BEGIN
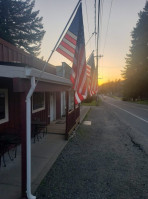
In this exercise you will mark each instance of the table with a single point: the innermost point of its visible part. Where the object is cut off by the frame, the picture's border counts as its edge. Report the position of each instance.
(8, 141)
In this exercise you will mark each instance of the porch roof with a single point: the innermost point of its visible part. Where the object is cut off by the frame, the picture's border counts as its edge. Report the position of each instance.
(25, 72)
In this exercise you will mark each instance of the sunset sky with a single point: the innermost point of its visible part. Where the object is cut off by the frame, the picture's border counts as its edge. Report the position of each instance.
(113, 46)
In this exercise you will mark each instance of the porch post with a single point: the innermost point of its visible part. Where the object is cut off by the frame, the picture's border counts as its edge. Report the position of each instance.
(67, 110)
(23, 142)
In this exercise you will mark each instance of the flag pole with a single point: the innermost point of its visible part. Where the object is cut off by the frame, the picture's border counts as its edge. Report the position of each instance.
(58, 41)
(97, 43)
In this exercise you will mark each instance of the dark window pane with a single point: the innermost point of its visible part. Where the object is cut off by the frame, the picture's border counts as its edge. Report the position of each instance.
(38, 100)
(2, 105)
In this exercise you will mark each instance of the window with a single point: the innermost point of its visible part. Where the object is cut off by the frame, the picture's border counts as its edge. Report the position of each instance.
(3, 105)
(38, 102)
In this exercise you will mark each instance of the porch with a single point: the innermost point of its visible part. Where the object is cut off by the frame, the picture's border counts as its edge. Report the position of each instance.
(44, 153)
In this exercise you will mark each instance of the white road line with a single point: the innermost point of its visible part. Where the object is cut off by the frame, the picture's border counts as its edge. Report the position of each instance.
(128, 112)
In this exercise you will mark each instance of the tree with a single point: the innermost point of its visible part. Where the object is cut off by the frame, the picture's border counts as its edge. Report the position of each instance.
(20, 25)
(136, 70)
END
Task directions – Please rewrite the records starting with the line that contains "In this exercise you will mark each instance of the window" and going on through the end of the records, swapping "white road line" for "road stripe" and leaving everything else unchanged.

Output of the exercise –
In this exercise you will mark each instance of the window with a single point: the innermost point of its visible part. Where the object is cut off by the frame, the picture's border counts as its edge. Report the position of each instance.
(3, 105)
(38, 102)
In this exercise you will mark each instance of the porch with a single point: the innermost point of its visible part. Where the object is cut off by the frame, the picture's border counts as its edge. Report the position of each instance.
(44, 153)
In this exercise you will mark each instance of the road stripe with a single point: the innermost point of its visible part. Where the object is cut off by the frame, the picture's border counts as its edge. Report the position of each instance.
(128, 112)
In this exercise you will mark each instance of the tree with a single point: the innermost point of its visible part. Where the object is cut off by the frame, the picture's border counts as its edge. Report the position of each instance.
(20, 25)
(136, 70)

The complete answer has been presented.